[Exercise inputs]:

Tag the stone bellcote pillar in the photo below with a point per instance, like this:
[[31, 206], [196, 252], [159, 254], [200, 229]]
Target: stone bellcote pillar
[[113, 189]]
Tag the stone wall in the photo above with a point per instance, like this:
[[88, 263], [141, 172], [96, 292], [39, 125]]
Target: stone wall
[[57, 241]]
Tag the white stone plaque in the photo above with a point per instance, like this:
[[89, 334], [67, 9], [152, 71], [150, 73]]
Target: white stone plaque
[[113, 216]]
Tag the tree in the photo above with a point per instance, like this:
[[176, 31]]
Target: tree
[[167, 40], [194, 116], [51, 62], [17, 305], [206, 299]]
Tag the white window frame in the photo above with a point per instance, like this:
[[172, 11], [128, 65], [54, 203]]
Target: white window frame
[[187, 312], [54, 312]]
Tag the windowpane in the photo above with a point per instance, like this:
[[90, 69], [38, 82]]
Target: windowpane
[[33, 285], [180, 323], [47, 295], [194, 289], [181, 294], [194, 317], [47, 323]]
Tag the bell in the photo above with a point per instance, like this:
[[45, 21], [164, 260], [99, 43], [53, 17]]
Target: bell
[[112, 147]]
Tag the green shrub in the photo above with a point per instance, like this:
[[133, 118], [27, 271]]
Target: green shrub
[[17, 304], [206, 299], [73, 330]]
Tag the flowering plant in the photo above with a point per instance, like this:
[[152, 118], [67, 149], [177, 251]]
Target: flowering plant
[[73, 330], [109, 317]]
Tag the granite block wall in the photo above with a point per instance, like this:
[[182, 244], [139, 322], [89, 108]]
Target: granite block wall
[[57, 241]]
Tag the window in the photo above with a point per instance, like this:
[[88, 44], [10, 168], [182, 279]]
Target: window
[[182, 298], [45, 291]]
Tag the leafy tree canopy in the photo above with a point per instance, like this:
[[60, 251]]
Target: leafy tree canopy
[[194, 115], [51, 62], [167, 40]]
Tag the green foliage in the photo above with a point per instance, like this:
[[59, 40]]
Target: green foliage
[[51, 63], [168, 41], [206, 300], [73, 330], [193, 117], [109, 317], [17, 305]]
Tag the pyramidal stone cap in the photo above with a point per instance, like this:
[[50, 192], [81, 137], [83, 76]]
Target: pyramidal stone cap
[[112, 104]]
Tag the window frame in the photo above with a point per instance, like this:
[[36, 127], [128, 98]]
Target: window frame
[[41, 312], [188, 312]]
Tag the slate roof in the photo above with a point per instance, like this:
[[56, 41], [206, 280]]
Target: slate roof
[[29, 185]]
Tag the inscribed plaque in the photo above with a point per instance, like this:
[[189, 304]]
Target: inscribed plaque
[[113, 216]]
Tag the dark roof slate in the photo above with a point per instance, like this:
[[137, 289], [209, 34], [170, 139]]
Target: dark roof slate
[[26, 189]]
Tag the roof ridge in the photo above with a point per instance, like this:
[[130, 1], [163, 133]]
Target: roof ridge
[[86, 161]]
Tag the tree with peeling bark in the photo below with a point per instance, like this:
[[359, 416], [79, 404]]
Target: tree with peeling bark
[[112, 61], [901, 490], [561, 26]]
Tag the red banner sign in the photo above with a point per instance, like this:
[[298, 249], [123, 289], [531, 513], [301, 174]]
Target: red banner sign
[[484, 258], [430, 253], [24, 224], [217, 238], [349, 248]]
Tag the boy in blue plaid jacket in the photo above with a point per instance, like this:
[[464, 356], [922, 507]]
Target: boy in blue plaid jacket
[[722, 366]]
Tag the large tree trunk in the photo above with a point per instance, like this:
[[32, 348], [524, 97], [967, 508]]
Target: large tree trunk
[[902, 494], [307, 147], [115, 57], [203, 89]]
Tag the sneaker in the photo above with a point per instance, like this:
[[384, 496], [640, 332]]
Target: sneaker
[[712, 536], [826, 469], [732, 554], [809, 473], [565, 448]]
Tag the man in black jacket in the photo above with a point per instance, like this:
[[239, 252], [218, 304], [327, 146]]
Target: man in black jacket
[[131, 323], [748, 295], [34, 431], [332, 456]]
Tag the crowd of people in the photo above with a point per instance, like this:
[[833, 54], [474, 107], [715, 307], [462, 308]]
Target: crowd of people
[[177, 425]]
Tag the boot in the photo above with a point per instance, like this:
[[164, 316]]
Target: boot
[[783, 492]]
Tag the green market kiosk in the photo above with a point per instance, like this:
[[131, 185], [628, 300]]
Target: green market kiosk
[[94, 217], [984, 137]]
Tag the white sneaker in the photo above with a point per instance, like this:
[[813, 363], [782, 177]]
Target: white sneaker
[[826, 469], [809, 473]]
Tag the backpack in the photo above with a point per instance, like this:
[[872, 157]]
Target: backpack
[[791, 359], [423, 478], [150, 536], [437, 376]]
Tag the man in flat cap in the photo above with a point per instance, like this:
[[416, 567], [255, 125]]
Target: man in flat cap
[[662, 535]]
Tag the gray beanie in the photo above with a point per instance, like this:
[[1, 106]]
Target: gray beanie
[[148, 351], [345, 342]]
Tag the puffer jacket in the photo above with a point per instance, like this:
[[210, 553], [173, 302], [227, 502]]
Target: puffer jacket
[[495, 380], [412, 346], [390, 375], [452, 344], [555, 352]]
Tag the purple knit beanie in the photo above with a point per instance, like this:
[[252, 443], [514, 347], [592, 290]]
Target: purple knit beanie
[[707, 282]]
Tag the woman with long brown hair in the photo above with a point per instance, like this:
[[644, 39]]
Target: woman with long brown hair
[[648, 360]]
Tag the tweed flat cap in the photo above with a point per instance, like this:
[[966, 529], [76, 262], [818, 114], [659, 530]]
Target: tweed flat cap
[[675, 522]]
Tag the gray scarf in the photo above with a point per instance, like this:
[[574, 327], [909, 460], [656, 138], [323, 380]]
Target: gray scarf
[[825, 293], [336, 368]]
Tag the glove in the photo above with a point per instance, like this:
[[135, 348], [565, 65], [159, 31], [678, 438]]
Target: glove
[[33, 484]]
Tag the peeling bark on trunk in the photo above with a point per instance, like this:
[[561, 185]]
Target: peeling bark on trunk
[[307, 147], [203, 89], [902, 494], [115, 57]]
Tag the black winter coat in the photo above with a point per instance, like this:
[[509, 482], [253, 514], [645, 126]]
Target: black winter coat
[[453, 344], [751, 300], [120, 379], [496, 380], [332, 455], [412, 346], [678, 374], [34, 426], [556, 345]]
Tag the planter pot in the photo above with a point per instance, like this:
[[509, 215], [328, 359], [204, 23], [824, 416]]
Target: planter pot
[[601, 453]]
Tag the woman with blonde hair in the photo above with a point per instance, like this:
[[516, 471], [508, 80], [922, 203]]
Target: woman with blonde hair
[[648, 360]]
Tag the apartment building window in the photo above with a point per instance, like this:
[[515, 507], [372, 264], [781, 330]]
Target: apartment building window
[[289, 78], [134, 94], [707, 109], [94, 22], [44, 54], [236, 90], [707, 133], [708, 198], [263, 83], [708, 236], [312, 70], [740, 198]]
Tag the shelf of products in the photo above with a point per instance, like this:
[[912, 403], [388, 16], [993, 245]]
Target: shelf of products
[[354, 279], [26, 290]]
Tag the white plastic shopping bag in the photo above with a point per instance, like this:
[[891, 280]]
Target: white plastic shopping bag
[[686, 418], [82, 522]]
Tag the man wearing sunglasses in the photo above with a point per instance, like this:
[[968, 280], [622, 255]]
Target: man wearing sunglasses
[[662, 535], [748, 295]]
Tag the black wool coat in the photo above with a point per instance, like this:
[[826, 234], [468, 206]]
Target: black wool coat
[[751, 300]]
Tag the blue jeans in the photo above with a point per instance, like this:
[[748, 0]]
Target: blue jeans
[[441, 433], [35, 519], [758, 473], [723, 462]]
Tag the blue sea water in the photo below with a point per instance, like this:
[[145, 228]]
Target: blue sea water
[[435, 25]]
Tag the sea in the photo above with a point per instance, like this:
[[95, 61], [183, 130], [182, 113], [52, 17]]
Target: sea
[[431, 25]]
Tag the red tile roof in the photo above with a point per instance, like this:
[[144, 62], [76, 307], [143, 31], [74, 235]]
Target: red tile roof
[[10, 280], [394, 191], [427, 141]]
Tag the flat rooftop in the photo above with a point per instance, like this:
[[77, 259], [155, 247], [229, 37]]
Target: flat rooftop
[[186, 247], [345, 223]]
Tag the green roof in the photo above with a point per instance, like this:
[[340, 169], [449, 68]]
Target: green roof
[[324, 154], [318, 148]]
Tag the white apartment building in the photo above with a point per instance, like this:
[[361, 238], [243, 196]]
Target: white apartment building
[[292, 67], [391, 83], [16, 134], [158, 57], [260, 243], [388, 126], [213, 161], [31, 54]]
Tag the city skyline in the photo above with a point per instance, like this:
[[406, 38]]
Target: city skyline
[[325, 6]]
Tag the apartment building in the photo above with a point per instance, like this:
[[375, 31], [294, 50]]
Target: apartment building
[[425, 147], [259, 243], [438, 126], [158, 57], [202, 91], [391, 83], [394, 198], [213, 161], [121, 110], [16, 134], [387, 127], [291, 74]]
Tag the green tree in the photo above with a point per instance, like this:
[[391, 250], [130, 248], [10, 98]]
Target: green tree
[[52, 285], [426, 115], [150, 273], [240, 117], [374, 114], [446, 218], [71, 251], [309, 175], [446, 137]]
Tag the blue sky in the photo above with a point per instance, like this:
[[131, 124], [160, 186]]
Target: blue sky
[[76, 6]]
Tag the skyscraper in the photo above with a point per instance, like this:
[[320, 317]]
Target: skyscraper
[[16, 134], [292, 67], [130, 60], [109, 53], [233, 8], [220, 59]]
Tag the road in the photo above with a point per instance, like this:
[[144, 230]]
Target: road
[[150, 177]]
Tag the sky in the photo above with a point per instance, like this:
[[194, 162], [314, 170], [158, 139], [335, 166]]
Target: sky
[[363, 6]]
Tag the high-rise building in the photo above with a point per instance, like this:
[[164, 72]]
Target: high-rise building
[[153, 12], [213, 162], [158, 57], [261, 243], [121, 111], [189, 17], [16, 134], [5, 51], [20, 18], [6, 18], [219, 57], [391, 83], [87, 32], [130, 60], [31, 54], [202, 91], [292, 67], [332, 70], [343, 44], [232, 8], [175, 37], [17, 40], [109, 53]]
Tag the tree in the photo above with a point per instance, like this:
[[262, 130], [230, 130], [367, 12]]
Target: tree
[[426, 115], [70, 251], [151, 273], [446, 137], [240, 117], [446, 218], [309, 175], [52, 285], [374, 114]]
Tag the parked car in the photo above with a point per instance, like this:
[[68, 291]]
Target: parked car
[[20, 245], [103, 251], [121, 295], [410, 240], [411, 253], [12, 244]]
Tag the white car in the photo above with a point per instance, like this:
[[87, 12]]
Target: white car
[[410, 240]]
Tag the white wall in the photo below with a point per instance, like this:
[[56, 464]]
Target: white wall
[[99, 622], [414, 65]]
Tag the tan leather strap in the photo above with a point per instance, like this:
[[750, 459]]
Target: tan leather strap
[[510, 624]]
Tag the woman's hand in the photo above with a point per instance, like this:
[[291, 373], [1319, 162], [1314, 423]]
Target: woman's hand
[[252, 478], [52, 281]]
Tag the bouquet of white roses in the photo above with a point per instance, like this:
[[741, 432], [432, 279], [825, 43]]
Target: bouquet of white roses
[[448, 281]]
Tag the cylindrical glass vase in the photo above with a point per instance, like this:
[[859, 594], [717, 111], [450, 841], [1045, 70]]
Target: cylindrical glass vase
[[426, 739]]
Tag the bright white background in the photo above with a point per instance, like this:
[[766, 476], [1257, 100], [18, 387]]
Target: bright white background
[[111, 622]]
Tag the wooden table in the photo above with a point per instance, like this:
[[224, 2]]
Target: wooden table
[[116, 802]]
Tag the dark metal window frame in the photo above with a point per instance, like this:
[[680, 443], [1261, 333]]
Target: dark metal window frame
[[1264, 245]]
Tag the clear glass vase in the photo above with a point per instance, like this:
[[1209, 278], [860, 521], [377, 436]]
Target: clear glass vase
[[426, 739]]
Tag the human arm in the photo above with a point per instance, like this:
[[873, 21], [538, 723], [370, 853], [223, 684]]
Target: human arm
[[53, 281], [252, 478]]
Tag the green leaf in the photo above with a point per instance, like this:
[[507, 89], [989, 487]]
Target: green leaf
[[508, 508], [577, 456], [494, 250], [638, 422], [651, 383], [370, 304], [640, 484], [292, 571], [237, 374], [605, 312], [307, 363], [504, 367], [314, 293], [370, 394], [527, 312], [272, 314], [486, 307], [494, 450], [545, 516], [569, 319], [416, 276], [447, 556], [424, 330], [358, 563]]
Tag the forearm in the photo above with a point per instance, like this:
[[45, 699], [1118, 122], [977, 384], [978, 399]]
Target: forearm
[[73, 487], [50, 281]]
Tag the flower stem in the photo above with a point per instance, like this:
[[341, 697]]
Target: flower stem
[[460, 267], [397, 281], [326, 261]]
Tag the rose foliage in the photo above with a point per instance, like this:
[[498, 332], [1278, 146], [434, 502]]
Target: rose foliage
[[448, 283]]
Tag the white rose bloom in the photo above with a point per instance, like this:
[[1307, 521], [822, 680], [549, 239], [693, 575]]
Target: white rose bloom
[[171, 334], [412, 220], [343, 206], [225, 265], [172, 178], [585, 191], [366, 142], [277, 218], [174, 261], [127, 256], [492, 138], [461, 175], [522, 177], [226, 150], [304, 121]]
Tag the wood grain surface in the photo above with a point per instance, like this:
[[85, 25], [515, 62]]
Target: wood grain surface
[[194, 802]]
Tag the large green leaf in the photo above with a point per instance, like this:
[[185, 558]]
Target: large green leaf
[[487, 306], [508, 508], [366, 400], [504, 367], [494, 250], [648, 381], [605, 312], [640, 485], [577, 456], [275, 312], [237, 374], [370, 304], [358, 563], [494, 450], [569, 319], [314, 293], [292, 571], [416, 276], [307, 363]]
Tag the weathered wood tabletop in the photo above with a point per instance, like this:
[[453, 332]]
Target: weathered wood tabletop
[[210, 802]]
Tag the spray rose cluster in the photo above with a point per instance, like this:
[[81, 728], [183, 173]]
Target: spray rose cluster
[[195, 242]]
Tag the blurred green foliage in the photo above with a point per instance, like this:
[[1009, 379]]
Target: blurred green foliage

[Exercise description]: Reproduce the lines of the data above word for word, from the line with "Tag the tweed" up to and including the line with "[[33, 484]]", and output nothing else.

[Correct response]:
Tag the tweed flat cap in the photo above with a point per instance, like this:
[[966, 529], [76, 262], [818, 114], [659, 530]]
Target: tweed flat cap
[[675, 522]]
Tag the gray scarf in the photo above with a point per instance, like this:
[[574, 327], [909, 460], [656, 138], [323, 380]]
Target: gray scarf
[[825, 293], [336, 368]]
Tag the glove in the photo above with a point per instance, like this:
[[135, 348], [565, 65], [159, 31], [678, 438]]
Target: glove
[[33, 484]]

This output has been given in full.